**YOUR INSTRUCTIONS**
Copy out every line of the listing below, requests included, and scale each x and y coordinate in the answers by 0.25, rounding to whole numbers with halves rounded up.

====== RECORDS FOR THIS EXERCISE

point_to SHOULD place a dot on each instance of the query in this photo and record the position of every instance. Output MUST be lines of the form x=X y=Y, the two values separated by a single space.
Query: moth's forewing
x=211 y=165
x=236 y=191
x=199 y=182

============

**COMPLETE OUTPUT**
point_to SHOULD place a dot on each instance of the query in this photo and record the position of every instance. Output MUST be lines of the form x=X y=Y, the two values separated by a single space.
Query: moth's forewing
x=53 y=41
x=59 y=48
x=50 y=46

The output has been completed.